- Problem to solve:
Look through the data below. Show each line where the string "grass" occurs.

== Segment start ==

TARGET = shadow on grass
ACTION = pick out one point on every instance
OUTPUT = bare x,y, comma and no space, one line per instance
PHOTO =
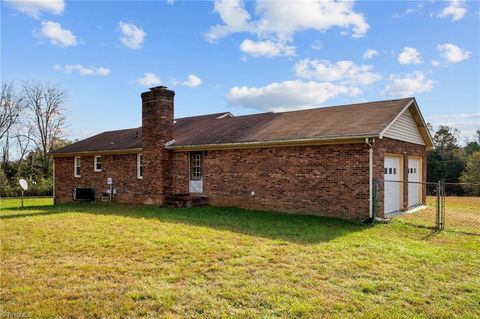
303,229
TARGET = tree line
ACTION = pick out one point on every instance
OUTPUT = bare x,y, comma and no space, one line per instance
32,123
451,163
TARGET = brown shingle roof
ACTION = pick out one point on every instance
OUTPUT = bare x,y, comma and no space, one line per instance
355,120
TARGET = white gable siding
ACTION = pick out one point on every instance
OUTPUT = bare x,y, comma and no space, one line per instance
405,129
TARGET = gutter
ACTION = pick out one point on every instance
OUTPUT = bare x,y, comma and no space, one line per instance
107,152
291,142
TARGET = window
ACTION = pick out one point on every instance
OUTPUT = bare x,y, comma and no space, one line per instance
195,166
97,164
76,170
139,166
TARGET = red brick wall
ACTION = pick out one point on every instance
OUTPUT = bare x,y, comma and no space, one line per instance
122,168
403,149
157,129
329,180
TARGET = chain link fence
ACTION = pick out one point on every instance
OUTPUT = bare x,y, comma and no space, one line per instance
435,205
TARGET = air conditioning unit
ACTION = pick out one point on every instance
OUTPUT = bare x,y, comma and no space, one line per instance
84,194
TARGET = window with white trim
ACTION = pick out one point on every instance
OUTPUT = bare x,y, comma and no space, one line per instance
97,164
196,166
139,166
77,168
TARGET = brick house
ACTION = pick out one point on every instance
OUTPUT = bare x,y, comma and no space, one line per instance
317,161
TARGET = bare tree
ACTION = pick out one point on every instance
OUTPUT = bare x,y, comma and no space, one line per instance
46,105
10,109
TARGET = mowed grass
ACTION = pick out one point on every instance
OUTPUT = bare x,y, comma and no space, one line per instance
6,203
100,261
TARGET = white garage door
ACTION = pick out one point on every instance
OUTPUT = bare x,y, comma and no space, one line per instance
393,186
414,179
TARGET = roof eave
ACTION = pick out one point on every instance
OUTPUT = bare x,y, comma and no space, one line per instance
99,152
418,117
275,143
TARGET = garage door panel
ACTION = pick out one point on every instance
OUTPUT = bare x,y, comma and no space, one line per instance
414,182
392,184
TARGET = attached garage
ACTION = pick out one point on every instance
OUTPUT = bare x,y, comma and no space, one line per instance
414,181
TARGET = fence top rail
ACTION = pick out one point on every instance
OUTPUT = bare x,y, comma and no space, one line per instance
470,184
26,196
408,182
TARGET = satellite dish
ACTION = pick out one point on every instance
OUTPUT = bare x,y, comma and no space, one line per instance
23,184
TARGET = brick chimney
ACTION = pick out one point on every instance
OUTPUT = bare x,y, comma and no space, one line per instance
157,129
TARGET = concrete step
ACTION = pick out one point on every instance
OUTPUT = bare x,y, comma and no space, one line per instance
185,200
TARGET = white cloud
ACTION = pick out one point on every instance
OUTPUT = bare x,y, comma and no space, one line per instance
82,70
284,18
317,45
456,9
287,95
370,53
132,35
345,72
410,56
35,8
234,16
267,48
57,34
149,79
453,54
466,123
406,86
418,7
192,81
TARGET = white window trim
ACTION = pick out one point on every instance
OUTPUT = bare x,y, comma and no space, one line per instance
95,163
75,166
138,166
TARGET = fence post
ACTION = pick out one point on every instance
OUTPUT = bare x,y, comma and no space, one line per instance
438,190
443,205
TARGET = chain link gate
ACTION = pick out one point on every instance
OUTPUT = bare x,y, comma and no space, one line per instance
440,205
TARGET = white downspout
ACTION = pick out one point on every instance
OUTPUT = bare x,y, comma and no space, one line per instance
53,182
370,178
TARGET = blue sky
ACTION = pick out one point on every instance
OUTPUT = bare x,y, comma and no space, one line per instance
245,57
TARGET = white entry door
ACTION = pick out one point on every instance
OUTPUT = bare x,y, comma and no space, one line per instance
414,179
393,184
196,172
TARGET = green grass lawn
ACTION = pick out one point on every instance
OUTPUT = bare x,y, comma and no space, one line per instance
100,261
7,203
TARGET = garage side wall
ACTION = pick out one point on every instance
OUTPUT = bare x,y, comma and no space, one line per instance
328,180
122,168
404,150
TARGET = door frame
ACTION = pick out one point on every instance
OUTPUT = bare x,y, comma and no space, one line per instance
420,175
401,181
202,157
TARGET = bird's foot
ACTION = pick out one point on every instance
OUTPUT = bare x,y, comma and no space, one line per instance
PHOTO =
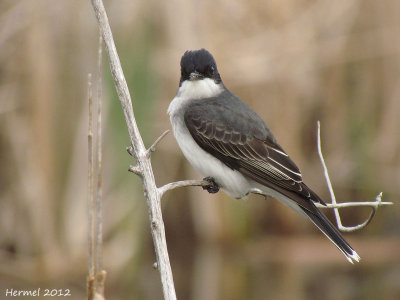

== Segment end ==

- Your solution:
TARGET = shadow on grass
TARGET = mowed grass
TARGET = green grass lawn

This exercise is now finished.